- [Written task a]:
Answer these questions using the post on book trailers:
(i) Whom does the opening say the presented trailer comes from?
(ii) In the second comment, for what kind of books does the writer think trailers can be more effective?
(iii) In the third comment, whom does the writer agree with?

- [Excerpted passage]:

## START

We’re still in the beginning stages, even if the book trailer has been around for a few years. Do you think they’ll last? Do you watch them? Are they the best advertising for books?

To help you make a decision, I present a book trailer that offers something I know the internet loves: pretty animals! From DGLM's own, Thomas French:


  1. This one is simple but quite effective!

  2. I have discovered that book trailers are effective when they are well done. When they are created like a movie trailer, with actors that give dialogue - even if the actors are obscured in shadow to keep them unrecognizable - and good music. The picture slideshows that I've seen around the internet, sometimes with book quotes on them and sometimes voiced narration, aren't cutting it. They're not interesting to watch, they don't keep me on the edge of my seat, they don't make me want to know 'what happens next'.

    Also, I think book trailers can be more effective when made for sequels.

  3. I agree with Melody. As much as I like tigers, and though the song was nice and the pictures were well done, I found myself getting a little bored, just reading praise, looking at animals and not knowing the title of the book.

## END

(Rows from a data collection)
## START

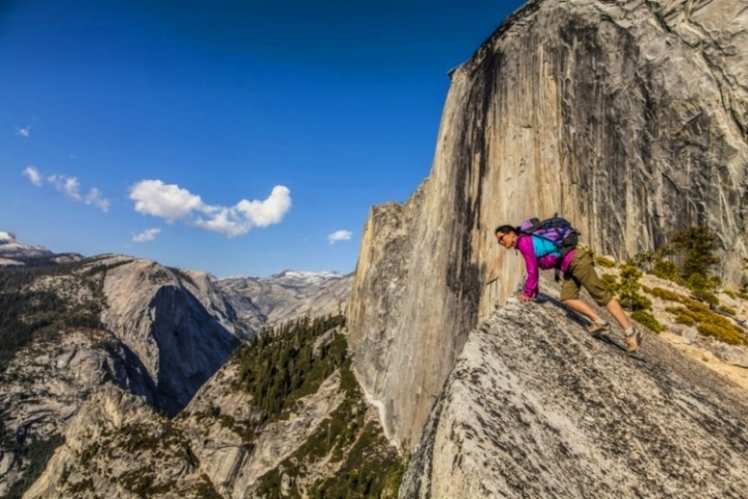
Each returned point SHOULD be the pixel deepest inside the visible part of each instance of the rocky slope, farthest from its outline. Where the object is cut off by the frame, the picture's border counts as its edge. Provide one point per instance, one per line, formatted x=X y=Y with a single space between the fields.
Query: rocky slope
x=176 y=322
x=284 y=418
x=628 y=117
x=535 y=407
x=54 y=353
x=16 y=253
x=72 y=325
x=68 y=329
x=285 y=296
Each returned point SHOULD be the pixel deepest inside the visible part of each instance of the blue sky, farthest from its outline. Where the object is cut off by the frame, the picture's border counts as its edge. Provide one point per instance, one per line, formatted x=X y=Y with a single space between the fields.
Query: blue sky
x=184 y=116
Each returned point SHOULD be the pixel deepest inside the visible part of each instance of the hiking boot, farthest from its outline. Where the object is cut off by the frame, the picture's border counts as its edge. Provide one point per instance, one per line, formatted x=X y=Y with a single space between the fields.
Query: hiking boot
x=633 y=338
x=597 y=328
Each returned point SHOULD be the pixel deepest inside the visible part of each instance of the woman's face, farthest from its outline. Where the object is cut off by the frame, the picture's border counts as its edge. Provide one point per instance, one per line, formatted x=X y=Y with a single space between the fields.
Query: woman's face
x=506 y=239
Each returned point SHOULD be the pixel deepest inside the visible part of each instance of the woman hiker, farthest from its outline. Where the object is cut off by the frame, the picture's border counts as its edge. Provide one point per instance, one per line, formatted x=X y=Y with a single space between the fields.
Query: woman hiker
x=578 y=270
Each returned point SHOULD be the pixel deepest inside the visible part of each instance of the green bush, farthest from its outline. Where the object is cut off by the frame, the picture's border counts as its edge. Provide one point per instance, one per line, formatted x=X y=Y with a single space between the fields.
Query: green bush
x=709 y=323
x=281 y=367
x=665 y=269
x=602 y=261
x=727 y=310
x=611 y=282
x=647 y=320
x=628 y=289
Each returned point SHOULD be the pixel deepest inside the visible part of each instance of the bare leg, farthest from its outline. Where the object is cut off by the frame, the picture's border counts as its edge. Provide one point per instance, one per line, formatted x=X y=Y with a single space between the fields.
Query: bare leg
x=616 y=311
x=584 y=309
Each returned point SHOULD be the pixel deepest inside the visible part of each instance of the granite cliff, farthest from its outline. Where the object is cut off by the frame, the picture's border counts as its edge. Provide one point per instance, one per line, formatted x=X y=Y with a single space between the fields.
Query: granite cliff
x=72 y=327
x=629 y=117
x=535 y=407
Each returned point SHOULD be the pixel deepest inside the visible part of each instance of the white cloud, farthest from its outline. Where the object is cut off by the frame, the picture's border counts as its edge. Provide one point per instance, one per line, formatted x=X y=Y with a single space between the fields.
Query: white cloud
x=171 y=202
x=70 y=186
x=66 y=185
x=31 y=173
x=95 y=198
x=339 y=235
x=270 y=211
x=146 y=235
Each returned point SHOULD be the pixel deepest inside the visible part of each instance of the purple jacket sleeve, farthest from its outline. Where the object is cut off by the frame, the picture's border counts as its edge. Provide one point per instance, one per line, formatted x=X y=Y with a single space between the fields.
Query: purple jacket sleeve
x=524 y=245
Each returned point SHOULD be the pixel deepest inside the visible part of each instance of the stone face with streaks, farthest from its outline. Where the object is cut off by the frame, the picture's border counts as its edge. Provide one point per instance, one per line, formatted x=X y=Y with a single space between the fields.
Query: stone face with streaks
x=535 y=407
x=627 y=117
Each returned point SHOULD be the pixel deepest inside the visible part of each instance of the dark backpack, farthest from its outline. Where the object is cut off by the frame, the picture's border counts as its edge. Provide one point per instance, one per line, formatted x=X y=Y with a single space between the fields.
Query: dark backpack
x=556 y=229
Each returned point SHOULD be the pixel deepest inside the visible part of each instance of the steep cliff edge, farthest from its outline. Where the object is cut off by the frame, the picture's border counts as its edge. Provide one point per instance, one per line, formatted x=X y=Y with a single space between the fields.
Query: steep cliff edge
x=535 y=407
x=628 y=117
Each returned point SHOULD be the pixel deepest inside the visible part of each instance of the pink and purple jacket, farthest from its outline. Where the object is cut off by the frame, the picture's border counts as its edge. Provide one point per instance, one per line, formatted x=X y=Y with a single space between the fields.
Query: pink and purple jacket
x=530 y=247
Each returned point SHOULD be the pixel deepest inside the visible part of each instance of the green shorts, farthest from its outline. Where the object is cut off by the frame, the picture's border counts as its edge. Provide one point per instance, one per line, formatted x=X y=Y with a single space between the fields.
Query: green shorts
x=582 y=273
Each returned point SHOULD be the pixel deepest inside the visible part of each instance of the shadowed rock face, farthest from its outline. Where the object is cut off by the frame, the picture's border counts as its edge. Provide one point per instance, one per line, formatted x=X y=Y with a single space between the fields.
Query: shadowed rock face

## END

- [Written task b]:
Rewrite the rows starting at the line that has "green bush, farthest" and ending after the line that has "x=628 y=289", replacing "green bush" with "leafy shrub" and changing nothing else.

- [Finished answer a]:
(i) DGLM's own, Thomas French
(ii) Sequels
(iii) Melody

- [Finished answer b]:
Each returned point SHOULD be the pixel deepest inside the visible part of each instance of the leafy shrub, farthest from its outline. Where the object is cut off by the frame, the picture's border counts as its edge. Provide one point per instance, one per line, formatted x=X y=Y with a single space between the fields.
Query: leafy shrub
x=709 y=323
x=281 y=367
x=665 y=269
x=602 y=261
x=727 y=310
x=611 y=282
x=647 y=320
x=628 y=289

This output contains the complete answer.